→ **TASK INPUT**:
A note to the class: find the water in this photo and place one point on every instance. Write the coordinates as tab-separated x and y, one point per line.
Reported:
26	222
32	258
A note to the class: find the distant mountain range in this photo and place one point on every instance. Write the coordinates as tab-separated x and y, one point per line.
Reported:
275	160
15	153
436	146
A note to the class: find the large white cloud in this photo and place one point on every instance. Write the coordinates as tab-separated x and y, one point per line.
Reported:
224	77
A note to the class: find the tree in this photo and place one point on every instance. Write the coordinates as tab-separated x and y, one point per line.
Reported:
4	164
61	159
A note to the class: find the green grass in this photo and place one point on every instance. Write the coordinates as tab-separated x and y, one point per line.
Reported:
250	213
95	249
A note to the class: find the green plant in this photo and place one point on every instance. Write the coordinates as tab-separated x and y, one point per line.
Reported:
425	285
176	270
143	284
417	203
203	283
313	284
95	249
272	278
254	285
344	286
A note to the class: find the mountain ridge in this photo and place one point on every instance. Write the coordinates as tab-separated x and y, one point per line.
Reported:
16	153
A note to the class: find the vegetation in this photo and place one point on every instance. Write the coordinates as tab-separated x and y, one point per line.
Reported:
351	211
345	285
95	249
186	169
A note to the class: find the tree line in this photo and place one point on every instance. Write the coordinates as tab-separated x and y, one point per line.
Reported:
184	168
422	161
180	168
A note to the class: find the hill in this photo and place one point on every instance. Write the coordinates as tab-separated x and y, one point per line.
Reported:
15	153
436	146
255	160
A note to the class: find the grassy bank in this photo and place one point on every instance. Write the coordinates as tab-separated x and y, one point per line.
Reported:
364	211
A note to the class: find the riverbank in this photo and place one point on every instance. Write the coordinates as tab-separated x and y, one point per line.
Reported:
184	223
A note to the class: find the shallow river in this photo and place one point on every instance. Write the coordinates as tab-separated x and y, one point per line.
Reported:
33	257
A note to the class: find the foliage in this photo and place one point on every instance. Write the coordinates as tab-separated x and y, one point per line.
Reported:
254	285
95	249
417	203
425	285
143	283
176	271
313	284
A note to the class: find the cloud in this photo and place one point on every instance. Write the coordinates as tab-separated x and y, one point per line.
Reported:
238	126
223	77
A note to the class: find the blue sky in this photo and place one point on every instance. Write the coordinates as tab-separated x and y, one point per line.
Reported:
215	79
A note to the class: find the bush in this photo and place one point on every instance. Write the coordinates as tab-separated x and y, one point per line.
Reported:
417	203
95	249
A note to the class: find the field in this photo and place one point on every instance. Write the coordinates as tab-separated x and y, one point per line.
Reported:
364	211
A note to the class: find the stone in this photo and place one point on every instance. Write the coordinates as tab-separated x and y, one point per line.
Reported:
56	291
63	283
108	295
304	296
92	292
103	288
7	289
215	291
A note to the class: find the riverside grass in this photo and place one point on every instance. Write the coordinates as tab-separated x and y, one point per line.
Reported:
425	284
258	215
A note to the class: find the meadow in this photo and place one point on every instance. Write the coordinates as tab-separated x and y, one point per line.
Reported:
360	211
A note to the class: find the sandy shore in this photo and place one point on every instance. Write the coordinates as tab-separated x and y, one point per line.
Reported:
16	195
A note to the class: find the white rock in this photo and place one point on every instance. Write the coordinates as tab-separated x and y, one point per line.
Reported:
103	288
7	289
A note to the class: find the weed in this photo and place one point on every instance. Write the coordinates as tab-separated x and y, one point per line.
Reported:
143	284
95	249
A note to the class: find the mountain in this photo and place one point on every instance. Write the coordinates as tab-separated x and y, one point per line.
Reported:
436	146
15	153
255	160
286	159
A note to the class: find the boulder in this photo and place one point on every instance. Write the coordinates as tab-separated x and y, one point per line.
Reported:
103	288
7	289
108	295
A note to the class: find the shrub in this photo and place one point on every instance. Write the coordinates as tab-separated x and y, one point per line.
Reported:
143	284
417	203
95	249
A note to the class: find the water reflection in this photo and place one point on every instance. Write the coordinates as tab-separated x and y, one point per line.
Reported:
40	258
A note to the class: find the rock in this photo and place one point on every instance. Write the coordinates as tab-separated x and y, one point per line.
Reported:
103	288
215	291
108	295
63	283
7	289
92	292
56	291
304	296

→ **EXERCISE GOAL**:
Would you count the lines in the data that contain the word "white" and state only the number?

→ **THE ANSWER**:
2